■ **YOUR GOAL**:
All of the records below are to be copied exactly.

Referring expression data
....................

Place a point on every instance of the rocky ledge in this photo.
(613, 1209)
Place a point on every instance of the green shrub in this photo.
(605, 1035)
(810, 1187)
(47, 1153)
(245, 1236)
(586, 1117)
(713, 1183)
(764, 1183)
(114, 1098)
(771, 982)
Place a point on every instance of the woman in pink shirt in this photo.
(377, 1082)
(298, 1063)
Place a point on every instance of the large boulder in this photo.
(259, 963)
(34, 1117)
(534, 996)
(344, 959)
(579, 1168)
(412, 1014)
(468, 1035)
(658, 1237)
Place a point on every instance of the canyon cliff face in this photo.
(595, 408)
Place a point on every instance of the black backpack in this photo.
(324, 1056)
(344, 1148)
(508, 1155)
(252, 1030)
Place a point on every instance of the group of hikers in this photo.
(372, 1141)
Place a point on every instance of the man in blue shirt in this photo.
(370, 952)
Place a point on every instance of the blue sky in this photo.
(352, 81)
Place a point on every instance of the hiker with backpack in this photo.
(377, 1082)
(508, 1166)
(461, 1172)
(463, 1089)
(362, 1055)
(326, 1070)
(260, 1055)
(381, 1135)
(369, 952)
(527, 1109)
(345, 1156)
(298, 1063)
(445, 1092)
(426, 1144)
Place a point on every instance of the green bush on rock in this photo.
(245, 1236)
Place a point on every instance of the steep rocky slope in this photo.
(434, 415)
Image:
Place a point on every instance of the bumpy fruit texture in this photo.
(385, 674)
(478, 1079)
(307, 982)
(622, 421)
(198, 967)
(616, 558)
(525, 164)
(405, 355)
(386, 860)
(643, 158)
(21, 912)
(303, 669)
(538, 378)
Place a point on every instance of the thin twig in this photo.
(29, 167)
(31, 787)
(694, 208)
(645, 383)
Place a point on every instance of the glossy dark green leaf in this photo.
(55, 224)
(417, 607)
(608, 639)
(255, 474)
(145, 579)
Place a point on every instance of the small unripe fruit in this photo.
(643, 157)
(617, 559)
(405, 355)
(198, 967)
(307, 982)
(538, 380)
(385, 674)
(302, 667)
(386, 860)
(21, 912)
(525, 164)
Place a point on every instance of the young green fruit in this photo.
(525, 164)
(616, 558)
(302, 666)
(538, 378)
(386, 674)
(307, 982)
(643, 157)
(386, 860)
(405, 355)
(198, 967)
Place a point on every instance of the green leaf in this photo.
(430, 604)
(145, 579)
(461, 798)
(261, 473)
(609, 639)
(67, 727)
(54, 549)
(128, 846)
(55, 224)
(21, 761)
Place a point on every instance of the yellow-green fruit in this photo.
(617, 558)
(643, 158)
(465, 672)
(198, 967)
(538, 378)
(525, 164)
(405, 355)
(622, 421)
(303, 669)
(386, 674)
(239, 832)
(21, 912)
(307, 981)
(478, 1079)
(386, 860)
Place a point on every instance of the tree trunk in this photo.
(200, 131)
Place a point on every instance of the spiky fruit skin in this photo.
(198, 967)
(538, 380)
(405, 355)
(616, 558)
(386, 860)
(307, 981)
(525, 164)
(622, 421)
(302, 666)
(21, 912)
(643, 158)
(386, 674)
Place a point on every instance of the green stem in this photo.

....................

■ **COMPLETED TASK**:
Place a point on every instance of the rocky ledge in this photo.
(613, 1209)
Place a point on every instance of the green shrub in this photo.
(605, 1035)
(810, 1187)
(47, 1153)
(245, 1236)
(586, 1117)
(713, 1183)
(764, 1183)
(114, 1098)
(771, 982)
Place a point on every instance of the woman in pink shirt in this photo.
(377, 1082)
(298, 1063)
Place a point on every instance of the large boulder in this photo.
(259, 963)
(34, 1117)
(534, 996)
(344, 959)
(579, 1168)
(412, 1014)
(468, 1035)
(658, 1237)
Place a point on every instance of the canyon cliff face in this photo.
(595, 408)
Place a point on every instance of the black backpack in this photo.
(324, 1056)
(344, 1148)
(508, 1155)
(252, 1030)
Place a point on every instance of the group of hikers in this photo.
(372, 1141)
Place a point on every instance of the man in blue shirt in this photo.
(370, 952)
Place a point on every instance of the blue sky in this photo.
(352, 81)
Place a point on every instance of the hiker with backpack in this photo.
(377, 1082)
(508, 1166)
(461, 1172)
(463, 1089)
(362, 1055)
(326, 1070)
(260, 1055)
(381, 1135)
(369, 952)
(527, 1109)
(345, 1156)
(298, 1063)
(445, 1092)
(426, 1144)
Place a point on every instance of the green bush on rock in this photo.
(245, 1236)
Place a point on every instance of the steep rocky slope in this photo.
(434, 415)
Image:
Place a point on every instance of the bumpy fruit texture in this photo.
(385, 674)
(478, 1079)
(307, 982)
(622, 421)
(198, 967)
(616, 558)
(525, 164)
(405, 355)
(386, 860)
(643, 158)
(21, 912)
(303, 669)
(538, 378)
Place a point on every instance of the thin twig in this photo.
(29, 167)
(31, 787)
(694, 208)
(645, 383)
Place a point on every instance of the glossy dark green leaf in this photo.
(55, 224)
(417, 607)
(608, 639)
(255, 474)
(145, 579)
Place a point on every instance of the small unripe fruit in this photo.
(643, 157)
(617, 559)
(405, 355)
(198, 967)
(307, 982)
(538, 380)
(385, 674)
(302, 667)
(386, 860)
(21, 912)
(525, 164)
Place a point on every instance of the young green fruit in this photo.
(525, 164)
(616, 558)
(302, 666)
(538, 378)
(386, 674)
(307, 982)
(643, 157)
(386, 860)
(405, 355)
(198, 967)
Place a point on every instance of the green leaf in this photo.
(430, 604)
(145, 579)
(461, 798)
(261, 473)
(609, 639)
(67, 727)
(54, 549)
(128, 846)
(55, 224)
(21, 761)
Place a point on every instance of the yellow-green fruit in this photo.
(617, 558)
(643, 158)
(465, 672)
(198, 967)
(538, 378)
(525, 164)
(405, 355)
(622, 421)
(303, 669)
(386, 674)
(239, 832)
(21, 912)
(307, 981)
(478, 1079)
(386, 860)
Place a point on every instance of the tree trunk in this photo.
(200, 131)
Place a point on every instance of the spiky fruit skin in this photo.
(198, 967)
(538, 380)
(405, 355)
(616, 558)
(386, 860)
(307, 981)
(525, 164)
(622, 421)
(302, 666)
(21, 912)
(643, 158)
(386, 674)
Place a point on every instance of the green stem in this photo.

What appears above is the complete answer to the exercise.